=== Given records ===
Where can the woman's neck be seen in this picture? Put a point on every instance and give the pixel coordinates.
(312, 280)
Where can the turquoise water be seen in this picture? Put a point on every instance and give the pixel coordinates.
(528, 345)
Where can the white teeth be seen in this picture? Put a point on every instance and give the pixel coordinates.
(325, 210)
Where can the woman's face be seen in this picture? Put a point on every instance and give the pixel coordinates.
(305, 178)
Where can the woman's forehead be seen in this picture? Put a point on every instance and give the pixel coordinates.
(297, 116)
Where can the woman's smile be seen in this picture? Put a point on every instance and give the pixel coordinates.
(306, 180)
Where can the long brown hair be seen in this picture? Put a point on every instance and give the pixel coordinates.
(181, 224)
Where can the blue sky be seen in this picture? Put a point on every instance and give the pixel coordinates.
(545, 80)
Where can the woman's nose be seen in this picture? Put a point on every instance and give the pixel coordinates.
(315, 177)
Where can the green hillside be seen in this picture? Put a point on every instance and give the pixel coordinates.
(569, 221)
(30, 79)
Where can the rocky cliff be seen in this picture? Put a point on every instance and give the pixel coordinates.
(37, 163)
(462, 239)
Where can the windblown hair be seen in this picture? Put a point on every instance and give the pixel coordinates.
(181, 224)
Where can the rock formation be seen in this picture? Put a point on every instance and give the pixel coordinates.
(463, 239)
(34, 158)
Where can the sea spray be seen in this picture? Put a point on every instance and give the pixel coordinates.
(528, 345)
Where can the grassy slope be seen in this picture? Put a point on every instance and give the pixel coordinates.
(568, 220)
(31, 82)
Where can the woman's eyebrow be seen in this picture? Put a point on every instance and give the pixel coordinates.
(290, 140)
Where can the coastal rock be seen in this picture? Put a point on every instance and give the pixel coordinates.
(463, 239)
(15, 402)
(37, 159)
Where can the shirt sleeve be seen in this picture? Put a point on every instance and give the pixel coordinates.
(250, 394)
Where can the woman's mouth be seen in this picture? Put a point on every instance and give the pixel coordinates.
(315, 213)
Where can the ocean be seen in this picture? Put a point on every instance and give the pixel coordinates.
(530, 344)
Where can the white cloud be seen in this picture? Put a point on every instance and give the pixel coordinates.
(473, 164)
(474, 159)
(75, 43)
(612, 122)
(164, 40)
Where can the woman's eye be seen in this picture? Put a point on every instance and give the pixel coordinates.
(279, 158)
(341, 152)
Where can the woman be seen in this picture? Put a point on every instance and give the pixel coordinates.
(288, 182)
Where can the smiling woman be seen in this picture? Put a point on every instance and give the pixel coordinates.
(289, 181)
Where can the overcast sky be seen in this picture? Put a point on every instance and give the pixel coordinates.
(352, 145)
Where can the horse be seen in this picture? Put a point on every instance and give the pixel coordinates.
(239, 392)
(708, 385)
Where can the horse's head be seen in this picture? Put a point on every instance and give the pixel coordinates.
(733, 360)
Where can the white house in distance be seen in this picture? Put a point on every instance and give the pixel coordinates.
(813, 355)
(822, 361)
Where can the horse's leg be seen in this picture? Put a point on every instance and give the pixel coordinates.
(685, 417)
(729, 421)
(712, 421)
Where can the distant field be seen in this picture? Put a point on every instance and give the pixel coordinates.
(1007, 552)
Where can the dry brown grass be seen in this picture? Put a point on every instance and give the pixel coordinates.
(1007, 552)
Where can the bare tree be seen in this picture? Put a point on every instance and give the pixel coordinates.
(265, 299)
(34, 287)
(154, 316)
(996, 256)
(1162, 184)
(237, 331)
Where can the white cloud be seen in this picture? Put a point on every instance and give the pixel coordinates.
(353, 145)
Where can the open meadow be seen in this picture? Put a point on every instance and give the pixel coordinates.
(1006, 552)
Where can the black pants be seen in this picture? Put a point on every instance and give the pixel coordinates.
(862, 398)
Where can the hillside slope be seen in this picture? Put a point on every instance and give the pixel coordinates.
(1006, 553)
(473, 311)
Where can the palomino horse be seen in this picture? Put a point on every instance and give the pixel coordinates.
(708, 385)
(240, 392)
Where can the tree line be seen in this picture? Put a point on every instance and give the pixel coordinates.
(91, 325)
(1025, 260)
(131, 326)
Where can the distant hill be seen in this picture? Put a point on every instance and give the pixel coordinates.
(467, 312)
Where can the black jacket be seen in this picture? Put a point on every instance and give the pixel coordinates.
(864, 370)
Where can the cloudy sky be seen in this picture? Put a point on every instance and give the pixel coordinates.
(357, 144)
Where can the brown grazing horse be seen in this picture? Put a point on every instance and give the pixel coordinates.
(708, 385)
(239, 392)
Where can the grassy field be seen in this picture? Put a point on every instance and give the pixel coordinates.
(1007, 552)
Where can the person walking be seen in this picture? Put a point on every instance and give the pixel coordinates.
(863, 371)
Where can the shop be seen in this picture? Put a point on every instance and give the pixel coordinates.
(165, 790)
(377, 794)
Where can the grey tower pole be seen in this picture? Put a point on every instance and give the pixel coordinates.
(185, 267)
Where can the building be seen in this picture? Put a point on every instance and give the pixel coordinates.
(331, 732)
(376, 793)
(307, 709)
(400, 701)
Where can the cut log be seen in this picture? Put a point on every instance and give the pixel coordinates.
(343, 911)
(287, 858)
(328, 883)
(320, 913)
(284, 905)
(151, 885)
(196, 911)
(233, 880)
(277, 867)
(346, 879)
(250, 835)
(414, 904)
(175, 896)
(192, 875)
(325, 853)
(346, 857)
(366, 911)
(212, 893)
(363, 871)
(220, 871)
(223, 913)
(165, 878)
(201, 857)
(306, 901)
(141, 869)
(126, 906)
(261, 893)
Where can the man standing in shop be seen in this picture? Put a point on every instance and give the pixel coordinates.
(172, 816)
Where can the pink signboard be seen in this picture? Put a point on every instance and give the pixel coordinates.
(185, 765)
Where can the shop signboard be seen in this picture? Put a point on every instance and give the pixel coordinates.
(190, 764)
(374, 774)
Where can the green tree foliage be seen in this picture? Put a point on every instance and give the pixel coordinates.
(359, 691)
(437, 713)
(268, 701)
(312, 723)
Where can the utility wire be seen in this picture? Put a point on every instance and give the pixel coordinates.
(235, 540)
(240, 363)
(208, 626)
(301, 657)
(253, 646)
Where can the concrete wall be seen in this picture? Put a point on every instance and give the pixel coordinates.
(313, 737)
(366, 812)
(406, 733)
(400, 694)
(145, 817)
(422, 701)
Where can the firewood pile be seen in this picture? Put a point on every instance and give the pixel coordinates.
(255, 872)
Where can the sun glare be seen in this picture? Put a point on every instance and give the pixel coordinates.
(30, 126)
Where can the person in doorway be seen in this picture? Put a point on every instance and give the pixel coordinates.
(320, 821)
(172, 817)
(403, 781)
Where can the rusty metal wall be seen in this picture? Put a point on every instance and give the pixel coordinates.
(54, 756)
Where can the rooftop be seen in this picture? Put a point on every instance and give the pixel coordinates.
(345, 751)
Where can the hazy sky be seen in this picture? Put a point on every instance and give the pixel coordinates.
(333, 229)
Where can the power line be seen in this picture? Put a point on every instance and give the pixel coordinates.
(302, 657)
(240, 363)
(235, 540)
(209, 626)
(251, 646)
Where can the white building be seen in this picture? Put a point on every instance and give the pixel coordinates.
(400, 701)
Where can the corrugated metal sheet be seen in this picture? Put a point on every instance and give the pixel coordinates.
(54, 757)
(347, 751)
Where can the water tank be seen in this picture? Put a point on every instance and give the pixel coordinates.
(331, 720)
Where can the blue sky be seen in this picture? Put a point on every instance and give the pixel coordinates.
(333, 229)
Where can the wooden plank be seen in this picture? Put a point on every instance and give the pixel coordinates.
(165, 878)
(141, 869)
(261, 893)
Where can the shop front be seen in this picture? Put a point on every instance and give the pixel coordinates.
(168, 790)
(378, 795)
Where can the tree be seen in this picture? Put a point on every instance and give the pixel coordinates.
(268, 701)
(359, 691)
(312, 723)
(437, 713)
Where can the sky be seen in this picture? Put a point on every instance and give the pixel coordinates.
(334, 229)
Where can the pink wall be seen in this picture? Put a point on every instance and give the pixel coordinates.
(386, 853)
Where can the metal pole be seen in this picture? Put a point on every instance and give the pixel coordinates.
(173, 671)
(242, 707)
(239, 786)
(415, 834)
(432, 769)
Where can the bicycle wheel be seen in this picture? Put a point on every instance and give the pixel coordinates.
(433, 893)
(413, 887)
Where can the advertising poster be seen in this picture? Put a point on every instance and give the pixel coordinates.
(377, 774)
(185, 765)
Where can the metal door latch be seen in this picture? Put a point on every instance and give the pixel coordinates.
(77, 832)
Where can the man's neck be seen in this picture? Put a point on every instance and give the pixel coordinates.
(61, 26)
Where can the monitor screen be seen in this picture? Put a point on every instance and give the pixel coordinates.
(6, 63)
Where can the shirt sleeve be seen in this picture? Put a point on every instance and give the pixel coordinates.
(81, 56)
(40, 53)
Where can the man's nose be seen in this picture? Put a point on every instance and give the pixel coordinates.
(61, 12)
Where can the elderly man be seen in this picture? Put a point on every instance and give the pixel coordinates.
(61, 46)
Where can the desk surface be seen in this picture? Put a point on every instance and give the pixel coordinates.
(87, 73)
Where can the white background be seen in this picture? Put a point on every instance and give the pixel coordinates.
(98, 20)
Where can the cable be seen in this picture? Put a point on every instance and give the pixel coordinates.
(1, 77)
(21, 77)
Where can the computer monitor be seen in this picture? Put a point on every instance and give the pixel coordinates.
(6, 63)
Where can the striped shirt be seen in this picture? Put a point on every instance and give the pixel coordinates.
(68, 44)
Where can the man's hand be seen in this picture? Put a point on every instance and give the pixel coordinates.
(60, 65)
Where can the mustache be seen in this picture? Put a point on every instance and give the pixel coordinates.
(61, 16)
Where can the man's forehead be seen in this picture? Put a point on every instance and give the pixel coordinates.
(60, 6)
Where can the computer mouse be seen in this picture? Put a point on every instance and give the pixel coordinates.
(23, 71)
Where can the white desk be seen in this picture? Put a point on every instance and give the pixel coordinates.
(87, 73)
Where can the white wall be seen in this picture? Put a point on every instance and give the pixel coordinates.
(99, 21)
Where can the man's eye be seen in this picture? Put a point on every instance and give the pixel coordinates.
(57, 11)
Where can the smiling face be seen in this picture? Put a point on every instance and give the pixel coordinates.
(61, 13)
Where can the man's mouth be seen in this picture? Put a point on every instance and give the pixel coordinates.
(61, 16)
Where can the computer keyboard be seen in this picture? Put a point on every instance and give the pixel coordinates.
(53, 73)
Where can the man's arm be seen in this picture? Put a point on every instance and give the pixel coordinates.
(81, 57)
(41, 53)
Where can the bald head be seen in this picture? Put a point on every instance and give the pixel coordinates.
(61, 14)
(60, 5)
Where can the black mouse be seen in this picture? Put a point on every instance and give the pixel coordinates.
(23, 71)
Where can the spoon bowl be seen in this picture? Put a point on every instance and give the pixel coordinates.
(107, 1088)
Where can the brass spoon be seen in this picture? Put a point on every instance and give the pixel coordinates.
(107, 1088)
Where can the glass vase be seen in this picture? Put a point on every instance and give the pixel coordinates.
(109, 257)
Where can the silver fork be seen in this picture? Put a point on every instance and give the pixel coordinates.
===
* Work to be completed
Give exactly the lines from the one with "Where can the smiling face" to the end of the entries, nothing before them.

* Exercise answer
Where can the smiling face be seen in this picture? Put a point on every instance and give the pixel coordinates.
(61, 13)
Where can the man's mouth be seen in this picture? Put a point on every instance and give the pixel coordinates.
(61, 16)
Where can the computer keyboard be seen in this picture? Put a point on every instance and give the pixel coordinates.
(53, 73)
Where can the man's arm be seen in this picture? Put a point on every instance and give the pixel coordinates.
(81, 57)
(41, 53)
Where can the bald head be seen in this picture? Put a point on every instance and give the pixel coordinates.
(61, 14)
(60, 5)
Where can the black mouse be seen in this picture? Put a point on every instance and give the pixel coordinates.
(23, 71)
Where can the spoon bowl be seen in this picture? Put a point on every instance and give the pixel coordinates.
(107, 1088)
Where can the brass spoon be seen in this picture? Put a point on every instance and give the pixel coordinates.
(107, 1088)
Where can the glass vase be seen in this picture? Put a point on every instance and give the pixel coordinates.
(109, 257)
Where can the silver fork be seen in this picture? Put a point on every instance and give the pixel coordinates.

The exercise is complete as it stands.